● **OBJETIVO DEL EJERCICIO**
¿Puedes reescribir el texto sobre la casita para perros desde "El letrero es" hasta "un bordado luminoso.", llamando "transeúntes" a lo que ahí aparece como "peatones"?

### TEXTO DE LECTURA ###

Otro elemento natural y modesto era la piedra. En el pueblo se construían muretes con piedras amontonadas, que eran un prodigio porque vencían la ley de gravedad. Sin hacer uso de alguna argamasa, los constructores encaramaban las piedras y hacían divisiones con alturas modestas, lo que permitía el paso de la mirada de quienes caminaban por la banqueta. Por el barrio de la Cruz Grande aún existen algunos sitios que tienen muretes con piedras, quien camina por ahí ve el interior del sitio: árboles y plantas. El Paraíso privado se convierte en espacio público para la mirada. Pero estos privilegios para los ojos cada vez son menos.
La nota importante de esta fotografía es el motivo central: la casita de plástico que sirve como escenografía para colocar un pedazo de cartón donde colocaron un plato con croquetas y un vaso de agua, para satisfacer el hambre y sed de algún perro callejero. La buena acción se reforzó con el letrero: “Mesa reservada”, igual que lo hacen en los grandes restaurantes del mundo.
Los perros callejeros que pasan por ahí y comen algunas croquetas y sacian su sed ¡no leen! No saben que ese espacio fue reservado especialmente para ellos, pero sí saben lo que significa el acto generoso de algunas manos humanas que pensaron en darles una caricia a través de croquetas y agua.
El letrero es para que lo lean los peatones que por ahí caminan, para que sepan que, como dicen los clásicos, hay pequeñas acciones que hacen la diferencia, que hacen más humano el mundo. Y esto que parecería contradictorio es cristalino: se logra ser más humano cuando volvemos la mirada hacia lo animal. A final de cuentas, todos los seres humanos también somos animales, con una diferencia, somos racionales. Bueno, hay humanos más irracionales que los propios animales.
La fotografía es muy sencilla en sus elementos, pero está llena de hilos de luz que permiten ver un bordado luminoso.
Hay una imagen llena de pasado, pero también de presente con guiños al futuro, porque en un mundo donde los valores esenciales se empolvan, da gusto ver un acto que es como una sonrisa. Acá hay una casita de plástico, con techo verde, que es un restaurante generoso para perros callejeros.

### FILAS DE DATOS ###

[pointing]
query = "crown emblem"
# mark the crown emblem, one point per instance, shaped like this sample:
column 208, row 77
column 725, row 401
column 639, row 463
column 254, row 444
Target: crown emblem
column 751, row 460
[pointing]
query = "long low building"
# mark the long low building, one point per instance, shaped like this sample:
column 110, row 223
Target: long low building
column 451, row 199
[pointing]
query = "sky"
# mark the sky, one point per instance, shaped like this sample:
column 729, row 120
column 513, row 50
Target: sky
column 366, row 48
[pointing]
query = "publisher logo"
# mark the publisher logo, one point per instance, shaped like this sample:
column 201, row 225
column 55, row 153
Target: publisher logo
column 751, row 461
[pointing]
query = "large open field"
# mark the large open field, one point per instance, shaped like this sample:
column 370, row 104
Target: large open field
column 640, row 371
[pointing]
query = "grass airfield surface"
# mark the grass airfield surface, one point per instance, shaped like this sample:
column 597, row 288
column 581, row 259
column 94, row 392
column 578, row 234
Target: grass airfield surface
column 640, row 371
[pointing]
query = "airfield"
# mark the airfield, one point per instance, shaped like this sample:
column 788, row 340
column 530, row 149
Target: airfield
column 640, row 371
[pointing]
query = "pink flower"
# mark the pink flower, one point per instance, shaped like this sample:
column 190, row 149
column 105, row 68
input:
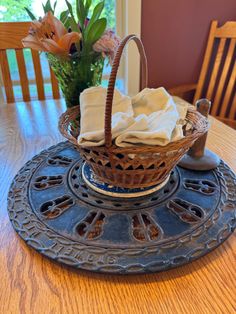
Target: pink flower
column 107, row 44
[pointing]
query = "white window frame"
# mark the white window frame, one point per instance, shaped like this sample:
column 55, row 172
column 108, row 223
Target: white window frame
column 128, row 21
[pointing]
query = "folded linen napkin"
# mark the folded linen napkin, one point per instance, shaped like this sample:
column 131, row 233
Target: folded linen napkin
column 151, row 118
column 92, row 108
column 163, row 118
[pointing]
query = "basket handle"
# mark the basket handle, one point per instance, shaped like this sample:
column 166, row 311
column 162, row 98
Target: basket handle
column 112, row 81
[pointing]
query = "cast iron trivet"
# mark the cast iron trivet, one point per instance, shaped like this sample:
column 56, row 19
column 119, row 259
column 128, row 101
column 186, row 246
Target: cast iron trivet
column 57, row 214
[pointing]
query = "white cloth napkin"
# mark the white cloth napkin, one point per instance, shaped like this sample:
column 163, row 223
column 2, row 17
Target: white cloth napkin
column 149, row 118
column 92, row 108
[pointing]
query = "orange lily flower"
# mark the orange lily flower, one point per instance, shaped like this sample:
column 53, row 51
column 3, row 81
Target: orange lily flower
column 50, row 35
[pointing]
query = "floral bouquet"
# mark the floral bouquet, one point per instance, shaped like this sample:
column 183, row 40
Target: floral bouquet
column 76, row 45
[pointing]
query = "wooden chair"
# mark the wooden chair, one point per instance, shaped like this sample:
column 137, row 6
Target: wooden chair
column 217, row 80
column 11, row 35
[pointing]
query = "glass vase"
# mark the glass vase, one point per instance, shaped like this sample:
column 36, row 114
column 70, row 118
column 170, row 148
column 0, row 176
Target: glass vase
column 76, row 74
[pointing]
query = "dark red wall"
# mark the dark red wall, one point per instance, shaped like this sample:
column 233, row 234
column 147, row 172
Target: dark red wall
column 175, row 34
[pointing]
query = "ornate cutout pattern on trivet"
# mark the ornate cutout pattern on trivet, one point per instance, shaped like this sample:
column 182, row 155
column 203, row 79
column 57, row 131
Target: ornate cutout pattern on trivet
column 70, row 223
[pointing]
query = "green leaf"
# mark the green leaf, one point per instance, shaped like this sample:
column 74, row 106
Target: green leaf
column 54, row 7
column 97, row 12
column 96, row 31
column 80, row 9
column 30, row 14
column 87, row 6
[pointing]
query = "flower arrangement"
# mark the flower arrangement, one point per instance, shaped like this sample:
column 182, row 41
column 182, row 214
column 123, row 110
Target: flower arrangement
column 76, row 45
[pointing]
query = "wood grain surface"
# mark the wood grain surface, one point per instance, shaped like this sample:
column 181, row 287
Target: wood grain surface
column 31, row 283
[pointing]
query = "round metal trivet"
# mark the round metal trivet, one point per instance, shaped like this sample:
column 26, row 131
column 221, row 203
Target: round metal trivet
column 56, row 213
column 95, row 184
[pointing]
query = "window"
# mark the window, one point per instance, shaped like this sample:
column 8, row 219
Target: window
column 119, row 16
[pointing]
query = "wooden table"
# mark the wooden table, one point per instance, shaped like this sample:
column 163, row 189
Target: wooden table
column 32, row 284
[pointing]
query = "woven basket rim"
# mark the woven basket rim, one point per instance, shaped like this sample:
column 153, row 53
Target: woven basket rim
column 200, row 127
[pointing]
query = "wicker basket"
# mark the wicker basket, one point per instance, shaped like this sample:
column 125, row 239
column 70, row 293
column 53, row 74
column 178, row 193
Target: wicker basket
column 115, row 165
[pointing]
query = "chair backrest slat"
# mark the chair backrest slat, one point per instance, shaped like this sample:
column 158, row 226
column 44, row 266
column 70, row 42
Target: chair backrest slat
column 230, row 89
column 215, row 70
column 11, row 34
column 54, row 82
column 206, row 61
column 38, row 75
column 222, row 81
column 23, row 74
column 6, row 76
column 218, row 74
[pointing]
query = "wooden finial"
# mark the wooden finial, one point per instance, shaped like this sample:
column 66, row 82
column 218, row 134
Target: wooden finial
column 198, row 157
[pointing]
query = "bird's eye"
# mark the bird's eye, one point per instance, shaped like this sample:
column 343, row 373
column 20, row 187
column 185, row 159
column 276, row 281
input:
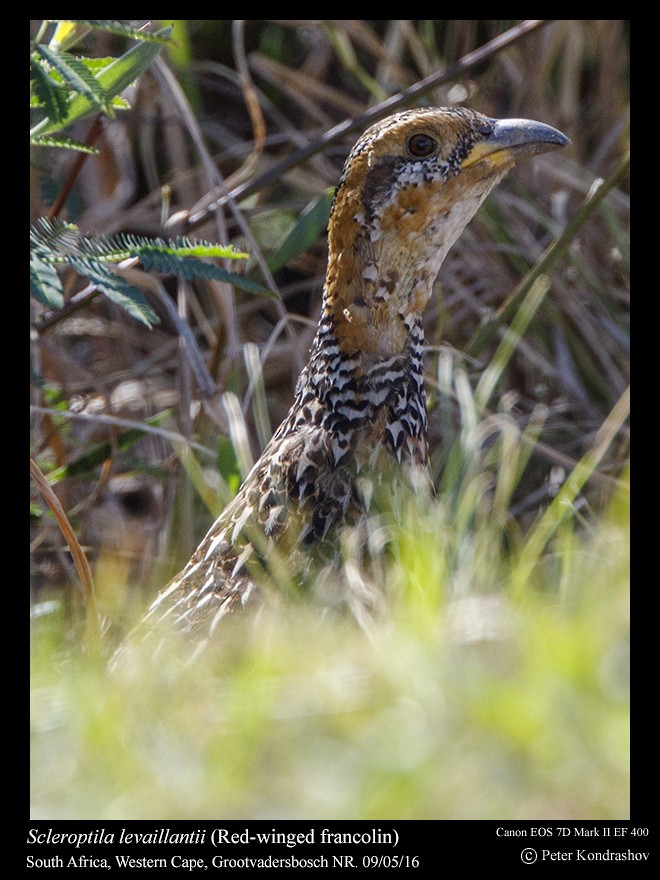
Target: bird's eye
column 421, row 145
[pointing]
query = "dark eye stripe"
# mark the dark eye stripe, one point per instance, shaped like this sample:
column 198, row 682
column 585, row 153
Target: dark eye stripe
column 421, row 145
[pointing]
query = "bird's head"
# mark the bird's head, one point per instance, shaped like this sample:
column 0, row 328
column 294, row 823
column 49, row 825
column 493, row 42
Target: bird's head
column 409, row 187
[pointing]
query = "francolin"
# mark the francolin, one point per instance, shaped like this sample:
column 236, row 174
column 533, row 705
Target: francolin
column 409, row 187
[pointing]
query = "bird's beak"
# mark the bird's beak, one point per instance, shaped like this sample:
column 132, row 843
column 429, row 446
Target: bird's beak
column 511, row 139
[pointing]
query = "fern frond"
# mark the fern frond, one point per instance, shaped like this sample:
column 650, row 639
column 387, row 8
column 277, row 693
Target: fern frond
column 56, row 243
column 117, row 27
column 51, row 237
column 48, row 95
column 116, row 289
column 62, row 142
column 45, row 283
column 76, row 75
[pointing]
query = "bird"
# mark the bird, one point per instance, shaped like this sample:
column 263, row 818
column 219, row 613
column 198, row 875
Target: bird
column 358, row 424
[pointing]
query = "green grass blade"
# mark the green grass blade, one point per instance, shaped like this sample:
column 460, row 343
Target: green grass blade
column 113, row 79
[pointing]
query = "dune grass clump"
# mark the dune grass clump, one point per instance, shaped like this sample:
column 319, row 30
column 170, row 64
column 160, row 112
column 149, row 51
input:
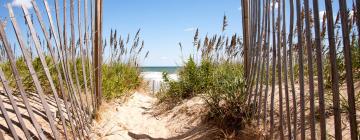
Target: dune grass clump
column 216, row 74
column 120, row 72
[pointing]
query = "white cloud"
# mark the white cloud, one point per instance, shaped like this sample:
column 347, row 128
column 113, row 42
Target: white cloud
column 18, row 3
column 351, row 14
column 190, row 29
column 322, row 14
column 276, row 5
column 164, row 58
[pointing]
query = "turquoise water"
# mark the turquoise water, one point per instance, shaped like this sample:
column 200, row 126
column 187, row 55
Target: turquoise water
column 169, row 70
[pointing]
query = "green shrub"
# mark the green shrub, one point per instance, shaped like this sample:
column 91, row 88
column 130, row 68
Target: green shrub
column 119, row 78
column 221, row 84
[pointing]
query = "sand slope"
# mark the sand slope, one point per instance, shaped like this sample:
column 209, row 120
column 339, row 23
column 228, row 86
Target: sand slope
column 136, row 119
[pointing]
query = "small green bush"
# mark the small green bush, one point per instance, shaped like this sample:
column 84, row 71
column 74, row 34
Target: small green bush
column 119, row 78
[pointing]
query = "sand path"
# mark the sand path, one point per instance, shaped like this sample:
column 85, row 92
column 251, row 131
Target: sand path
column 134, row 119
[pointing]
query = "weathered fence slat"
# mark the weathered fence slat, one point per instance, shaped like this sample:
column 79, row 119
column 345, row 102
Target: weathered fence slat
column 310, row 68
column 47, row 72
column 334, row 71
column 9, row 92
column 17, row 75
column 348, row 68
column 46, row 69
column 58, row 46
column 8, row 120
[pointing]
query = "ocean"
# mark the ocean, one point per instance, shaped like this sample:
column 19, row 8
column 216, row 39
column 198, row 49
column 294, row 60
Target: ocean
column 154, row 76
column 168, row 69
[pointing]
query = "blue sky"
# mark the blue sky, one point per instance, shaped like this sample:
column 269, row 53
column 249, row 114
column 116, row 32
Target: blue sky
column 163, row 23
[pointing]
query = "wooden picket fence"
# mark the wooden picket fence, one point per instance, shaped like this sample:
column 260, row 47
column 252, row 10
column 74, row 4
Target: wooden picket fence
column 67, row 111
column 293, row 67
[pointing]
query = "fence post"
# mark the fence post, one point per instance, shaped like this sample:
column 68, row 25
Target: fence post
column 98, row 51
column 153, row 87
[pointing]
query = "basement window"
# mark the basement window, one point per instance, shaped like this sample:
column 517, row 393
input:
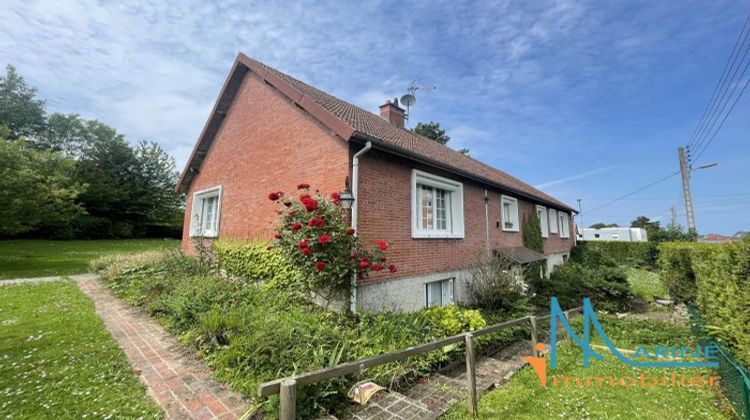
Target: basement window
column 205, row 214
column 439, row 293
column 437, row 207
column 541, row 212
column 509, row 209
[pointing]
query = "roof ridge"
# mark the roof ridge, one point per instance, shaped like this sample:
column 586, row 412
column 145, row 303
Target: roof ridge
column 346, row 120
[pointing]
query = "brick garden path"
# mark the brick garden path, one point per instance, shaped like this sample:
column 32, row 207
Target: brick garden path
column 177, row 379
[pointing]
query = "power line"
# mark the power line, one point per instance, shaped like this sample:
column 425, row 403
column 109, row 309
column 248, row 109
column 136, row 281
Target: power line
column 728, row 85
column 660, row 180
column 719, row 85
column 713, row 137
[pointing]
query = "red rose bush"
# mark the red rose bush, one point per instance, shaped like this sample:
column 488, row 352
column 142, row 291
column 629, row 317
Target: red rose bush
column 316, row 238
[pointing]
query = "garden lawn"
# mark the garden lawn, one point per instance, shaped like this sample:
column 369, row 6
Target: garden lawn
column 523, row 397
column 646, row 284
column 57, row 360
column 41, row 258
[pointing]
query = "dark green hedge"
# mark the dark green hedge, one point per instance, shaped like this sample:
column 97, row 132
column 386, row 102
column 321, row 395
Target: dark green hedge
column 638, row 254
column 716, row 278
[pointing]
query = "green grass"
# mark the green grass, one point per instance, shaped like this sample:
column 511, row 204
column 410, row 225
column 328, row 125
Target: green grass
column 646, row 284
column 57, row 360
column 524, row 398
column 39, row 258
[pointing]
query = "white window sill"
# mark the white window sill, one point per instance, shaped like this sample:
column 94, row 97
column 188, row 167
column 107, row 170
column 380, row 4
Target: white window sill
column 205, row 235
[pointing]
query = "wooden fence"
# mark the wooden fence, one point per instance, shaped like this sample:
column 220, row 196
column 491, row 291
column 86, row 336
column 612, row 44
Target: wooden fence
column 287, row 387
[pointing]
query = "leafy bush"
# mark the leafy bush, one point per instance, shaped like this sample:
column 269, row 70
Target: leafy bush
column 254, row 262
column 636, row 254
column 497, row 284
column 676, row 269
column 316, row 239
column 250, row 334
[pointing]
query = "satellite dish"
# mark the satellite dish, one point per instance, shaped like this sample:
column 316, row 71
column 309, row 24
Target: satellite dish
column 408, row 99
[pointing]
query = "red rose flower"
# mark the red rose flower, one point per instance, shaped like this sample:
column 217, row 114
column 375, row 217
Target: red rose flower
column 310, row 204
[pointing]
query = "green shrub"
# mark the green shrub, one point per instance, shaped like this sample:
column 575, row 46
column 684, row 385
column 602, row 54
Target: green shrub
column 676, row 269
column 636, row 254
column 716, row 278
column 250, row 334
column 722, row 276
column 607, row 287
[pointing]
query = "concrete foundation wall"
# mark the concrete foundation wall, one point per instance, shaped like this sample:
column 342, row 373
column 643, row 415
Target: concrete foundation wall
column 408, row 294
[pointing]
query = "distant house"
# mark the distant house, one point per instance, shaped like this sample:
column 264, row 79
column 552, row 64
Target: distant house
column 715, row 238
column 436, row 207
column 621, row 234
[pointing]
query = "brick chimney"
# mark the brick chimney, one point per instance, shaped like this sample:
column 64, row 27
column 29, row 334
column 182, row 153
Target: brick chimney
column 393, row 113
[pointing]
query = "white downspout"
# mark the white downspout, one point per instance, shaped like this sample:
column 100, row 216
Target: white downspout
column 355, row 216
column 487, row 223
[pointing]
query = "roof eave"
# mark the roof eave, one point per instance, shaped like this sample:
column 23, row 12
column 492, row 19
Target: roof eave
column 242, row 65
column 381, row 145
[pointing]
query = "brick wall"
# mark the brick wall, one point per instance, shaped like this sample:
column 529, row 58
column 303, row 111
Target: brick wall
column 265, row 143
column 385, row 213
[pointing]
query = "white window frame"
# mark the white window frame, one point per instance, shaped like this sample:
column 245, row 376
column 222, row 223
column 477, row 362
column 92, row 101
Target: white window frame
column 514, row 213
column 543, row 220
column 564, row 224
column 196, row 216
column 553, row 221
column 446, row 295
column 454, row 213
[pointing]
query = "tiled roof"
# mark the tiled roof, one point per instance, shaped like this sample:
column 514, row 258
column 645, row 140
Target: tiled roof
column 371, row 125
column 350, row 121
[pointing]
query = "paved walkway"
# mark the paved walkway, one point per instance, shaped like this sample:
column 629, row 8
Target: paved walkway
column 177, row 379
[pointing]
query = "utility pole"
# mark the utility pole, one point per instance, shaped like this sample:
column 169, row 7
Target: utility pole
column 685, row 172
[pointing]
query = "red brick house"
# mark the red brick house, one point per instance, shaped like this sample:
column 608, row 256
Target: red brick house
column 436, row 207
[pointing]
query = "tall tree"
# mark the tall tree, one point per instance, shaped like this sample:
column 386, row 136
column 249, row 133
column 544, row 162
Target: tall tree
column 37, row 190
column 432, row 130
column 20, row 110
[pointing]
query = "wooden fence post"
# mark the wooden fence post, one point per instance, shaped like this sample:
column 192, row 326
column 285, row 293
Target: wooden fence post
column 471, row 373
column 534, row 352
column 288, row 399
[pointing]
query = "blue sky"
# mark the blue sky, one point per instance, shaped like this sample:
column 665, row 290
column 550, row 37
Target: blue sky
column 584, row 99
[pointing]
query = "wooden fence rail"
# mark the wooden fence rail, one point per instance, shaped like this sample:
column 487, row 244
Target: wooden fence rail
column 287, row 387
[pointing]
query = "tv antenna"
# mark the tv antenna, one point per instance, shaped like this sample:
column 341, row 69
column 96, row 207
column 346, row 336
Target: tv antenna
column 410, row 98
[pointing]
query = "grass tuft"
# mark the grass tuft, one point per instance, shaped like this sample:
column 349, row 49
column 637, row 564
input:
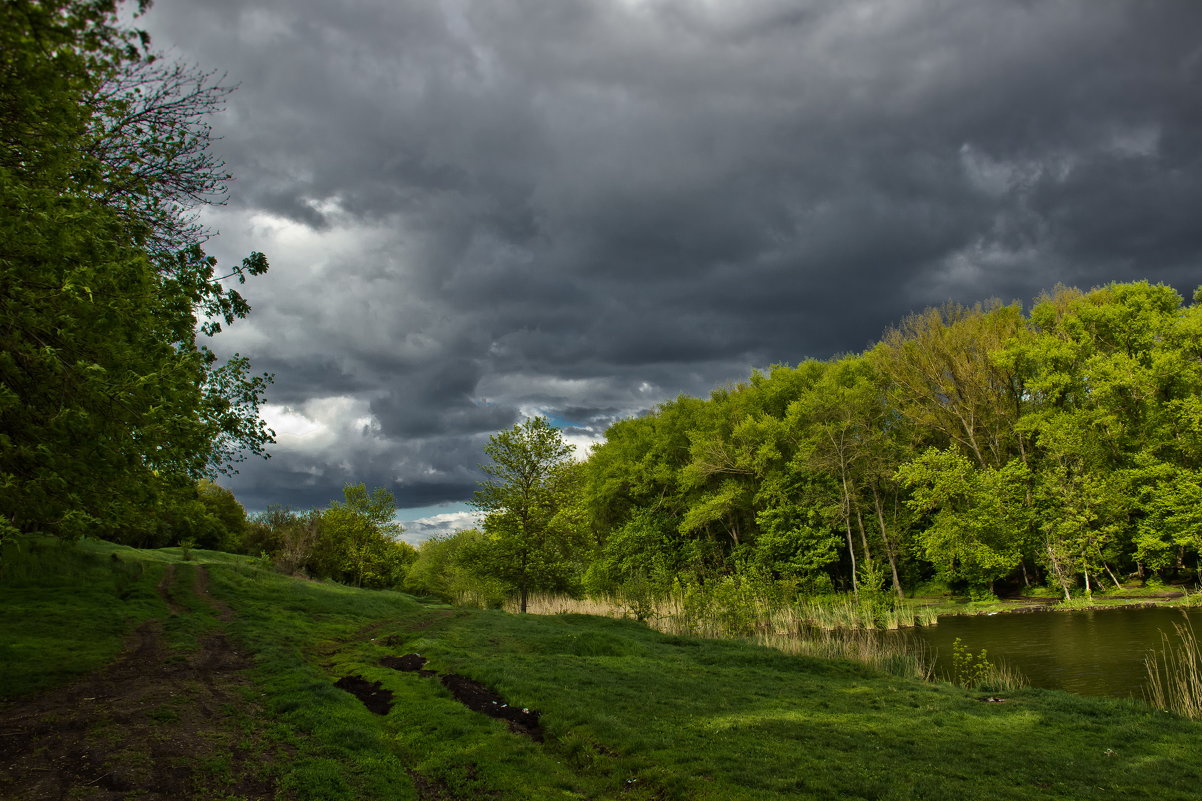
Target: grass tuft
column 1174, row 674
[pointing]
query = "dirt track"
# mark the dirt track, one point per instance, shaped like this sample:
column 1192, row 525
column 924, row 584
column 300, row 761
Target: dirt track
column 155, row 724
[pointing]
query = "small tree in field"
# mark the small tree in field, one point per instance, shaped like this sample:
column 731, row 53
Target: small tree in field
column 529, row 479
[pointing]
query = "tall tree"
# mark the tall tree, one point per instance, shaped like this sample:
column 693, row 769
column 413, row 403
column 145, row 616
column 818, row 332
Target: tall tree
column 529, row 478
column 108, row 402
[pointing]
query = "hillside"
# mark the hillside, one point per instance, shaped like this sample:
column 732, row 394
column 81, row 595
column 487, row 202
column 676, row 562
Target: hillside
column 141, row 674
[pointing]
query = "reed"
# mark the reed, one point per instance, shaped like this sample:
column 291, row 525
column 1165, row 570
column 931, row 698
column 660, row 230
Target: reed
column 834, row 628
column 1174, row 674
column 892, row 656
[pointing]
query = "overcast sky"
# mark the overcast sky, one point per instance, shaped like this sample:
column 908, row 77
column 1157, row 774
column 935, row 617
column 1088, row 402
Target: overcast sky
column 477, row 211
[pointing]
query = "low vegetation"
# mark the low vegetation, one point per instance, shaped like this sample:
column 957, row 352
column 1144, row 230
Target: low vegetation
column 1174, row 672
column 625, row 711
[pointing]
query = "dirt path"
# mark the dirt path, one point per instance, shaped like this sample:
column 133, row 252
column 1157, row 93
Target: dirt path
column 155, row 724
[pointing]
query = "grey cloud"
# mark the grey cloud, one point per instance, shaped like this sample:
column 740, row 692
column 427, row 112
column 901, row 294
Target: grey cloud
column 587, row 207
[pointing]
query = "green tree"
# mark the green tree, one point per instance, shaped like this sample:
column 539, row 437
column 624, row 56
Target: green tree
column 109, row 407
column 357, row 540
column 530, row 479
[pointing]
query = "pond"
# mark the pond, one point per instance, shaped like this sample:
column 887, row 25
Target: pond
column 1098, row 652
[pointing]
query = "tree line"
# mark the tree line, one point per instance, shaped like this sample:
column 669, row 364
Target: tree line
column 112, row 404
column 976, row 446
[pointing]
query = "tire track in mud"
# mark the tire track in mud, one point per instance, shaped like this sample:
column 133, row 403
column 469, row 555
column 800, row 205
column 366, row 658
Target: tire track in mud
column 144, row 725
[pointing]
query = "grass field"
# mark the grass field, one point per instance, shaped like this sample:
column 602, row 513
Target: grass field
column 628, row 712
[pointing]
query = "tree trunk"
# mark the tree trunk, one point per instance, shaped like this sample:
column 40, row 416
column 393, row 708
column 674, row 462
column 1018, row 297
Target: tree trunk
column 1117, row 585
column 851, row 545
column 888, row 545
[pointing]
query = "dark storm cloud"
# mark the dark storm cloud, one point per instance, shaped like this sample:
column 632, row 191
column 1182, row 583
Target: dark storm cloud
column 581, row 208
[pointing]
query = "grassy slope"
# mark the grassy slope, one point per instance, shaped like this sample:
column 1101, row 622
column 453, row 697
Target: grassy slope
column 629, row 713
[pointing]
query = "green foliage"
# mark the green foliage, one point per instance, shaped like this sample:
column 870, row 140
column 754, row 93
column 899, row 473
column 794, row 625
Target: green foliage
column 973, row 445
column 447, row 568
column 968, row 669
column 356, row 540
column 109, row 407
column 533, row 539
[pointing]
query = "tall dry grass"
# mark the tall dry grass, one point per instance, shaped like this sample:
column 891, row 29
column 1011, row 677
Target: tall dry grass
column 1174, row 674
column 833, row 630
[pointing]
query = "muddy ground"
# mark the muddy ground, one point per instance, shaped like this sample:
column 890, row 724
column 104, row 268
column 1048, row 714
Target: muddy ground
column 155, row 724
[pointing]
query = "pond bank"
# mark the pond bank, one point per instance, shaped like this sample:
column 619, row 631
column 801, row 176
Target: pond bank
column 942, row 606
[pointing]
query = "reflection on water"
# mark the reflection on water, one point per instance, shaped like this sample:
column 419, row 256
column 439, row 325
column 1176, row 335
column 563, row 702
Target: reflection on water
column 1099, row 652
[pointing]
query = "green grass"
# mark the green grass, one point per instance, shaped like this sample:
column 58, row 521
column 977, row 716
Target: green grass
column 67, row 609
column 632, row 713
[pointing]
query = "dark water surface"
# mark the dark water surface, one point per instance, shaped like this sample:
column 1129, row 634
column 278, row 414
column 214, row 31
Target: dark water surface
column 1099, row 652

###

● **TU RESPUESTA**
El letrero es para que lo lean los transeúntes que por ahí caminan, para que sepan que, como dicen los clásicos, hay pequeñas acciones que hacen la diferencia, que hacen más humano el mundo. Y esto que parecería contradictorio es cristalino: se logra ser más humano cuando volvemos la mirada hacia lo animal. A final de cuentas, todos los seres humanos también somos animales, con una diferencia, somos racionales. Bueno, hay humanos más irracionales que los propios animales.
La fotografía es muy sencilla en sus elementos, pero está llena de hilos de luz que permiten ver un bordado luminoso.